* Begin DOCUMENT TEXT *
Where I'm stuck is, I need to run a Turbo 350 tranny due to a handicap I have, but I want to run the Rockwell 221 transfer case that came with the truck due to the low output shaft and short wheelbase. But I don't know how to put them together other than a roll of duct tape and a coat hanger. Help?
Putter in WI
Answer: Actually, I think that the transfer case was a Timken Model T-221. Either way, it never came hooked to an automatic, only to the SM330 heavy-duty fully synchromesh three-speed manual and the CH465 four-speed. Too bad you're starting out with a '69 instead of a '70, as that was the year of the auto shifter introduction, along with the NP205 transfer case.
I think that you should just forget about using the T-221, as parts for it are getting quite scarce and it's fairly noisy. OK, it's been a long, long time since I last looked at one, but if memory serves me right, it uses a coupler very similar to the 205's. There is a chance that the TH350/NP205 adapter may be modified to work. OK, now that I have said that, I will most likely get a bunch of mail telling me either no way, or it's a bolt-up. Still, I would suggest finding a 205/350 combination already mated together.
* End DOCUMENT TEXT *
* Begin DATA *
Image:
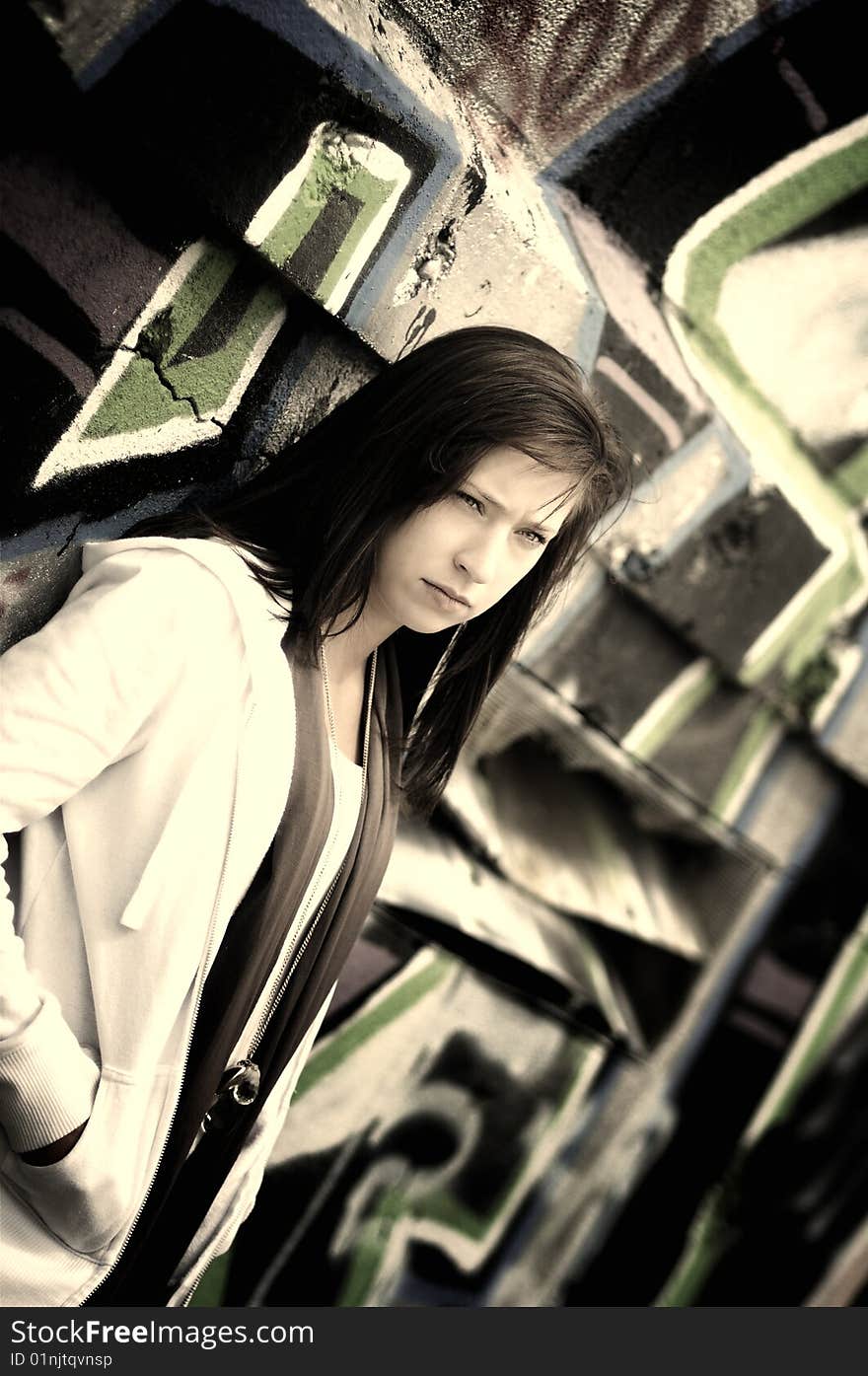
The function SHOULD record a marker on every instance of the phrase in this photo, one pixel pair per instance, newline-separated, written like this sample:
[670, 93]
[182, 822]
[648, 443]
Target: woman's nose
[480, 559]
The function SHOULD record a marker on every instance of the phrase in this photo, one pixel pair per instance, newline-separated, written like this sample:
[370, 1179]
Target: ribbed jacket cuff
[47, 1080]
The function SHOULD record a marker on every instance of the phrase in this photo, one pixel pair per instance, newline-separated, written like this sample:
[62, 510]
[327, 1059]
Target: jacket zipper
[285, 976]
[204, 969]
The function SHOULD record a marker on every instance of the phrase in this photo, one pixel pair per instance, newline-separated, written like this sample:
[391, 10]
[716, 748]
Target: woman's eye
[470, 501]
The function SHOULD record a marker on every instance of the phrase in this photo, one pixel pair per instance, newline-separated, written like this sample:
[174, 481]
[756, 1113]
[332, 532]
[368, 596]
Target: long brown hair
[401, 442]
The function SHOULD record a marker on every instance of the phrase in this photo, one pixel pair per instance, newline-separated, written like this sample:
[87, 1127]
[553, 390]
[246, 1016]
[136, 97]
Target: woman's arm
[75, 697]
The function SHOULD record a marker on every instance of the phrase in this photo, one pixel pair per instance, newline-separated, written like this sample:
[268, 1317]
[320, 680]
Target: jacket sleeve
[76, 696]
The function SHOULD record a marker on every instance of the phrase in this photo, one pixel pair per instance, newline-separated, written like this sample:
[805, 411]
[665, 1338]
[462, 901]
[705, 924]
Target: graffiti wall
[204, 257]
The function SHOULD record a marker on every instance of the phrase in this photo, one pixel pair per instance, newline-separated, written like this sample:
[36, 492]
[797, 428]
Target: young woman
[202, 759]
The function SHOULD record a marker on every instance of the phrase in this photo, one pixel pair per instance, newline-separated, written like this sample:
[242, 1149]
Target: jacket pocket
[94, 1192]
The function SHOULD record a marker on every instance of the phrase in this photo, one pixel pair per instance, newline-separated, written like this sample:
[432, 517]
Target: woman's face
[454, 560]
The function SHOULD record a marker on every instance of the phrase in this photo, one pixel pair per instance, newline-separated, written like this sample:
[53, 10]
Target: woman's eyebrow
[487, 497]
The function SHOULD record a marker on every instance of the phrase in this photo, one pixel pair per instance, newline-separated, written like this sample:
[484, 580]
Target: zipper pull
[238, 1087]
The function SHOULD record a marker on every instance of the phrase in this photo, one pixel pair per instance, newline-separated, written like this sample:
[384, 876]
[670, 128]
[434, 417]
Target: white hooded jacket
[146, 753]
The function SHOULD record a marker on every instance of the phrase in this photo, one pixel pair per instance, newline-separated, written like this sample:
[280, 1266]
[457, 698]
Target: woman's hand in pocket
[54, 1150]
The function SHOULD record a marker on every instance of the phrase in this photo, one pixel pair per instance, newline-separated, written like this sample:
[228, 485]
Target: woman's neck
[348, 650]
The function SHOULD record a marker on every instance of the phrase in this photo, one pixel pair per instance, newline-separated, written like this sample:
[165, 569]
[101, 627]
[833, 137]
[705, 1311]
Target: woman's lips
* End DATA *
=== TASKS AND EXERCISES ===
[a] List every line of the entries that contains the string "zipper".
[b] Continue the transfer case Q&A from the point where it ends.

=== TASK ANSWERS ===
[a]
Target: jacket zipper
Target: zipper pull

[b]
Question: I am looking for the meanest, biggest, and baddest grilleguard/winch bumper I can find to put on my '07 Ford Excursion. Can you point me in the right direction?
Little Rock, AR
Answer: One company that comes to mind (mainly because I received a catalog in today's mail) is Winch Ready Bumpers (www.winchready.com). Apparently, you haven't looked too hard into finding one because they have a dealer right in your hometown. Check out Mud Connection 4x4, 6104 Young Rd., Little Rock, AR 72209, 501/562-6494.
Question: I have noticed a lot of ads for electric superchargers. They appear to be 12-volt blower motors that you hook up to your intake tube that sells for around $70.
I have a '92 K-5 Blazer 5.7L that needs more get-up-and-go. Will this device help at all?
Saint Cloud, FL
Answer: Contributing Editor Jimmy Nylund and I have talked on several occasions about these small fans and just how many you would have to put in the air tube to show a difference in power output on a chassis dyno. In reality, there is a good chance that there may actually be an air restriction, even with it running. Then there is the question of what would happen if one of those little blades came off.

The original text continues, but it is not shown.